PROMPT. A complete answer includes every line below with the word "sample".

RECORDED DATA below:

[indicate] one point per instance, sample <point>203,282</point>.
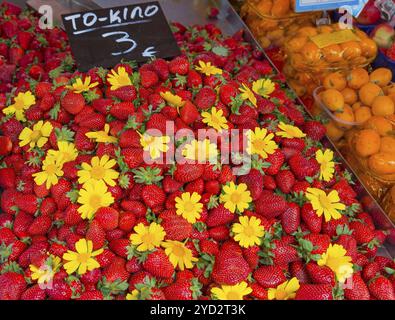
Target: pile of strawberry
<point>37,223</point>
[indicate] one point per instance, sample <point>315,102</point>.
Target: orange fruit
<point>383,106</point>
<point>351,50</point>
<point>387,144</point>
<point>333,132</point>
<point>357,78</point>
<point>333,100</point>
<point>362,114</point>
<point>368,92</point>
<point>381,76</point>
<point>335,80</point>
<point>367,142</point>
<point>379,124</point>
<point>350,96</point>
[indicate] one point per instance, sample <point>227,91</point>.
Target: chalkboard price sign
<point>133,32</point>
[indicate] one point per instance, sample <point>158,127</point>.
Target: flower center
<point>83,257</point>
<point>98,173</point>
<point>233,295</point>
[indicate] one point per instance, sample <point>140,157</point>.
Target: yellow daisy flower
<point>118,79</point>
<point>236,196</point>
<point>201,151</point>
<point>189,207</point>
<point>154,145</point>
<point>247,94</point>
<point>327,165</point>
<point>336,259</point>
<point>248,232</point>
<point>78,86</point>
<point>215,119</point>
<point>263,87</point>
<point>92,196</point>
<point>286,290</point>
<point>235,292</point>
<point>179,255</point>
<point>102,136</point>
<point>99,170</point>
<point>22,102</point>
<point>51,171</point>
<point>83,259</point>
<point>45,273</point>
<point>260,142</point>
<point>289,131</point>
<point>147,237</point>
<point>207,68</point>
<point>172,99</point>
<point>327,204</point>
<point>38,136</point>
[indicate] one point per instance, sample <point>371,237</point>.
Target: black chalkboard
<point>134,32</point>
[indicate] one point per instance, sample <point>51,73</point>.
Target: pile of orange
<point>308,62</point>
<point>272,20</point>
<point>358,98</point>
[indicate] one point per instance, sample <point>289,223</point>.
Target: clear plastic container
<point>271,21</point>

End of RECORDED DATA.

WRITTEN RESPONSE.
[indicate] one point per instance, sample <point>203,282</point>.
[indicate] one point per instance, sample <point>315,102</point>.
[indicate] one point per instance, sample <point>227,91</point>.
[indicate] one point per instance, sample <point>158,127</point>.
[indicate] one point per instance, sample <point>140,157</point>.
[indicate] one point per instance, sample <point>371,237</point>.
[indicate] one point per instance, sample <point>51,73</point>.
[indicate] one point per instance, sample <point>289,223</point>.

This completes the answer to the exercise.